## The request
Please filter the lines below and copy out every line that contains the string "high".

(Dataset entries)

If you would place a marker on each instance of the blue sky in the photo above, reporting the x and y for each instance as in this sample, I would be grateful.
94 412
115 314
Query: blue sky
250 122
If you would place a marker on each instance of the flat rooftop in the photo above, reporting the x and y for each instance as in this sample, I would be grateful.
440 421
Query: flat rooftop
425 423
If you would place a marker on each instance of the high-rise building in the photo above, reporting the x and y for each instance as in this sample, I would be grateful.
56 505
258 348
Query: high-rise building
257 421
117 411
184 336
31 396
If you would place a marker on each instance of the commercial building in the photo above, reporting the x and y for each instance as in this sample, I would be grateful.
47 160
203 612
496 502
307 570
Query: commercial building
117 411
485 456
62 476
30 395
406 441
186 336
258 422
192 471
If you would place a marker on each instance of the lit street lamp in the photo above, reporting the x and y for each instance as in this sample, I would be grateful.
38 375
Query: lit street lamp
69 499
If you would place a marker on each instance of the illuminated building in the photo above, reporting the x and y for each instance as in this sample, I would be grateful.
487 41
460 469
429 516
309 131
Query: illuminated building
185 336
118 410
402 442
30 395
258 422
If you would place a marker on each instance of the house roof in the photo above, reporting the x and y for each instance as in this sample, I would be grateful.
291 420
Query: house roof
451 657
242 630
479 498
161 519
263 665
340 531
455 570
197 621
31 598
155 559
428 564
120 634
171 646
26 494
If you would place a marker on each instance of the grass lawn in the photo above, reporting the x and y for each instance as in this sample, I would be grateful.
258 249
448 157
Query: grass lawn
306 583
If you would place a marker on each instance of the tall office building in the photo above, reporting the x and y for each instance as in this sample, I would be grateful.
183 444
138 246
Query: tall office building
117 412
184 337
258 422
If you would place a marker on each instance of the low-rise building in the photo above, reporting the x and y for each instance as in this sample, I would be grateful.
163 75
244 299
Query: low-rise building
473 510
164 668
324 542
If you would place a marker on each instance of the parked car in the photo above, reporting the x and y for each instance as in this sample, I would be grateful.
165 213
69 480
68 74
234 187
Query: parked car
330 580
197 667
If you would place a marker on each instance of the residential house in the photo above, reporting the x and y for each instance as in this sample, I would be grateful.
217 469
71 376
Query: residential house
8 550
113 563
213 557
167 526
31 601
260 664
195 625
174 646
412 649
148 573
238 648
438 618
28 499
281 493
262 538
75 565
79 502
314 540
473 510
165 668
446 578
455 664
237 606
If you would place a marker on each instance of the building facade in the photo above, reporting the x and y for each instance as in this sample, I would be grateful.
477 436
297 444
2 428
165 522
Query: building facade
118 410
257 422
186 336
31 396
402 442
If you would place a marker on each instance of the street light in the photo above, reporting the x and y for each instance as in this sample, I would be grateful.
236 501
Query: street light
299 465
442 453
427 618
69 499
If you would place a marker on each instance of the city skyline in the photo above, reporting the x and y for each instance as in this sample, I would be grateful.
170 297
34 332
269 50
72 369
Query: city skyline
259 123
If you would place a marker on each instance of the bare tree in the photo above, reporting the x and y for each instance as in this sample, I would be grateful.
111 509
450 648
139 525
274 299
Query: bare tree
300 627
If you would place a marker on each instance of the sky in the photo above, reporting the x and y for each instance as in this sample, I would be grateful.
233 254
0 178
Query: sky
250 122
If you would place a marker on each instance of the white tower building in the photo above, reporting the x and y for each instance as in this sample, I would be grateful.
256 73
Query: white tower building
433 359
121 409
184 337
...
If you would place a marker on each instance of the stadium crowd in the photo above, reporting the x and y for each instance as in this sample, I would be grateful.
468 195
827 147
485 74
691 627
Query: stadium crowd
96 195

## Response
If you would place a marker on each instance of the high-rise building in the photo above, reporting the x and y for each instance as in this sample, I would be grateful.
Query: high-rise building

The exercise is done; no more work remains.